- **INSTRUCTIONS FOR THE TASK**
Having found the line containing "Would you be able to indicate the bokeh" in the data below, reproduce that line and each one after it to the end, exactly, and include nothing else.

*** Opening of DATA EXTRACTS ***

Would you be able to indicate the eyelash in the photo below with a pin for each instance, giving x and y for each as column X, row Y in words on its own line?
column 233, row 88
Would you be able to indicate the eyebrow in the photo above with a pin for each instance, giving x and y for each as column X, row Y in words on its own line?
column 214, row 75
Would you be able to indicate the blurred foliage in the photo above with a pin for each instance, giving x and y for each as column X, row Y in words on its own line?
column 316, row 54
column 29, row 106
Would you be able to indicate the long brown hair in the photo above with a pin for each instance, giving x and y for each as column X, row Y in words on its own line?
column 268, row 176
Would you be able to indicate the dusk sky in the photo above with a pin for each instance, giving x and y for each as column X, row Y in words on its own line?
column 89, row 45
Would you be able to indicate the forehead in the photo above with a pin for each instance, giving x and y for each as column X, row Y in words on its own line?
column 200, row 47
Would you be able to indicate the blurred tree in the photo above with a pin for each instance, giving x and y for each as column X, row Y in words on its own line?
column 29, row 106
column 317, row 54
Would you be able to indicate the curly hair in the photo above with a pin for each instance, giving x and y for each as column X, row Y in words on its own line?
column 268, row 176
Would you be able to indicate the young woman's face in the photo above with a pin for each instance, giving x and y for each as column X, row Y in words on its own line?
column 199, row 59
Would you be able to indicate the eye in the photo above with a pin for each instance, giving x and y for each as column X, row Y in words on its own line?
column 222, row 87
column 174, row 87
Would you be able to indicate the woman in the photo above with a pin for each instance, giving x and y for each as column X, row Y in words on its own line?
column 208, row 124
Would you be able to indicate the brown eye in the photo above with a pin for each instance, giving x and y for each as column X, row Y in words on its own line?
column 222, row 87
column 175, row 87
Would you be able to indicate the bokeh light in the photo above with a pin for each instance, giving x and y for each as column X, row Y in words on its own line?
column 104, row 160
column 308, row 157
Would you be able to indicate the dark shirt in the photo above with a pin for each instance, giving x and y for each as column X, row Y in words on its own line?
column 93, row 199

*** Close of DATA EXTRACTS ***

- **ANSWER SECTION**
Would you be able to indicate the bokeh light in the photo above with a pin for each instance, giving x and y for each as column X, row Y in words on its own line?
column 104, row 160
column 308, row 157
Would you be able to indicate the dark shirt in the photo above with a pin for each instance, giving x and y for each as column X, row Y in words on its own line?
column 93, row 199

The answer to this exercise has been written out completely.